Exercise requirements =>
A – From the report on the Iraq funeral bombing, lift out the stretch from "(Associated Press /" through "day in Iraq." word for word.
B – Please state how many people the suicide car bomber killed at the funeral procession in Fallujah, according to the report on the Iraq funeral bombing.
C – Render this sentence from the report on the Iraq funeral bombing in Spanish: "The U.S. military also announced that two soldiers were killed Wednesday in Al Anbar province while conducting combat operations."

Bombing targets Iraq funeral


Bulldozers work as smoke billows into the sky during a fire in the Hanjirah area, about 12 miles  northwest of Kirkuk, Iraq, on Thursday, after suspected saboteurs targeted a deserted oil well. 
 (Associated Press / The Spokesman-Review)
Garrett Therolf Los Angeles Times

BAGHDAD – The friends and family of slain Fallujah tribal leader Alawi Ahmed Zuwaid decided to ignore a threatening leaflet and honor him Thursday with a public funeral. In return, the mourners were hit with the most deadly bombing of the day in Iraq.

As the funeral procession moved through Fallujah, a suicide car bomber attacked the mourners, killing 30 people and injuring 34 others, authorities said. They were among at least 67 Iraqis killed or found dead Thursday.

The U.S. military also announced that two soldiers were killed Wednesday in Al Anbar province while conducting combat operations. The deaths raise the total number of American soldiers killed in the war to 3,434, according to icasualties.org.

Information =>
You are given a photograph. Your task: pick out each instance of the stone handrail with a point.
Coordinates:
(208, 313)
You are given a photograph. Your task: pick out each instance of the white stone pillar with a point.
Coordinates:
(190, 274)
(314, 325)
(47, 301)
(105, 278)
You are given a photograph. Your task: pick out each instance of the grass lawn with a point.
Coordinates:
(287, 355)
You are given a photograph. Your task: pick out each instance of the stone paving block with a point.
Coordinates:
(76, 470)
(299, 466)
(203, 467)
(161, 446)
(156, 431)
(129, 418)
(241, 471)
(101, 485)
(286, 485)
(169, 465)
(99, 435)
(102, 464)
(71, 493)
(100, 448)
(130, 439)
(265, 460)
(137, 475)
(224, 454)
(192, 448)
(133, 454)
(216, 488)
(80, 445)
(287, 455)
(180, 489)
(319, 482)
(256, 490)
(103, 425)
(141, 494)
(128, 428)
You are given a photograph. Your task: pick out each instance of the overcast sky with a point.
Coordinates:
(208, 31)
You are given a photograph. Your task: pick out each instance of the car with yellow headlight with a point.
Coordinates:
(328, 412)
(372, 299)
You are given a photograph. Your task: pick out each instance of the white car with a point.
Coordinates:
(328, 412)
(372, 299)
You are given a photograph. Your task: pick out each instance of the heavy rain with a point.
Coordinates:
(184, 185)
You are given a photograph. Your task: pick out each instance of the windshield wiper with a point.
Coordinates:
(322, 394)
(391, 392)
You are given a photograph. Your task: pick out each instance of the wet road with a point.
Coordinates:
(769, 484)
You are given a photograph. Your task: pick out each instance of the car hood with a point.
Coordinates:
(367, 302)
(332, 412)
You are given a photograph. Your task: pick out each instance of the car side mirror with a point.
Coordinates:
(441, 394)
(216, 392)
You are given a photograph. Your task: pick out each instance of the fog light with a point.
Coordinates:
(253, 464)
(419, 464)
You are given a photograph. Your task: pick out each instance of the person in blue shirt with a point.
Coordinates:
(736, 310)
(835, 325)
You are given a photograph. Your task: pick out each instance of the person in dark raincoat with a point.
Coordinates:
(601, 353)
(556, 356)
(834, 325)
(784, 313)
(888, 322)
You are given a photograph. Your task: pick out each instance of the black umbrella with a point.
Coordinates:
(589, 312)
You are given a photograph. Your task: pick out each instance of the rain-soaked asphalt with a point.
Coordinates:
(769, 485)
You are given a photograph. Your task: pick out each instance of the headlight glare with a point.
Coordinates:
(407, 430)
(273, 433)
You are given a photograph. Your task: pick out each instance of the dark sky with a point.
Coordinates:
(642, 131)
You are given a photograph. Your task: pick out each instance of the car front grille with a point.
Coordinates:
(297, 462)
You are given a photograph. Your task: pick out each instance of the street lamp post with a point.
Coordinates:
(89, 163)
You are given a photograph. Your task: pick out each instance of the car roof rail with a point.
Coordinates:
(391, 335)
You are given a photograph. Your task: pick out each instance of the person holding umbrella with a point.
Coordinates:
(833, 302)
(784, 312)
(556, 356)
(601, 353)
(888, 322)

Numbered responses =>
A –
(Associated Press / The Spokesman-Review)
Garrett Therolf Los Angeles Times

BAGHDAD – The friends and family of slain Fallujah tribal leader Alawi Ahmed Zuwaid decided to ignore a threatening leaflet and honor him Thursday with a public funeral. In return, the mourners were hit with the most deadly bombing of the day in Iraq.

B – 30 people.

C – El ejército de Estados Unidos también anunció que dos soldados murieron el miércoles en la provincia de Al Anbar mientras realizaban operaciones de combate.